▸ Requirements: Pick out every line in the records below that contains the string "query", paying attention to case, and copy each of those lines.

Stored entries
## start
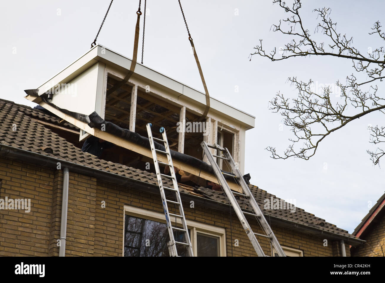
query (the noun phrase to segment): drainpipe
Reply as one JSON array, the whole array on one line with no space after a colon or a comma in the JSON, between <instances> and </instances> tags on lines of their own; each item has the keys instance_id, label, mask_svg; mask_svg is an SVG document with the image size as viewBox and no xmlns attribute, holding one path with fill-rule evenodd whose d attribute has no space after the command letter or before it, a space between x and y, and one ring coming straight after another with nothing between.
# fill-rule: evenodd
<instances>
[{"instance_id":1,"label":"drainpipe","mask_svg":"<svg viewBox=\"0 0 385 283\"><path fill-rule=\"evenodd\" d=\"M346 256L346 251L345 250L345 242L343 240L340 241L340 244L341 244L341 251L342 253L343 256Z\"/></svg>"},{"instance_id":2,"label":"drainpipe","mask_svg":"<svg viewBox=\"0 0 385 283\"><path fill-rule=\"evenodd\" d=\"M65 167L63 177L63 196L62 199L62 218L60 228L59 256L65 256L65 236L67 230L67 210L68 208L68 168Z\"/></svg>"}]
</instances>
## end
## start
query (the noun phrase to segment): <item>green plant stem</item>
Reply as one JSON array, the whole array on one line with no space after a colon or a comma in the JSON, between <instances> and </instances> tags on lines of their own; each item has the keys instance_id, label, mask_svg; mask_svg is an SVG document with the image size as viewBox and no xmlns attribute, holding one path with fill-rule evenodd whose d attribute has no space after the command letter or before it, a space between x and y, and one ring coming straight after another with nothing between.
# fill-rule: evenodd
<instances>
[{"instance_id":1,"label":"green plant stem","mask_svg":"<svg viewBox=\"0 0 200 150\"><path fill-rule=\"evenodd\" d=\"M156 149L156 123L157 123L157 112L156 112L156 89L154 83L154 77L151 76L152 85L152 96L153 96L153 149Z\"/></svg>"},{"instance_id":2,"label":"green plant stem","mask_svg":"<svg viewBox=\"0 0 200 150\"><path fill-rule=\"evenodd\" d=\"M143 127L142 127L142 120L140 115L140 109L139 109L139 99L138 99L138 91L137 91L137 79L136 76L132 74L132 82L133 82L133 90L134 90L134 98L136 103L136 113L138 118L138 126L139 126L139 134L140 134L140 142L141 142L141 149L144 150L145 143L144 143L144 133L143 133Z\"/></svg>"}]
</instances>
## end
▸ Response to the task:
query (the noun phrase to segment): drainpipe
query (the noun phrase to segment): <item>green plant stem</item>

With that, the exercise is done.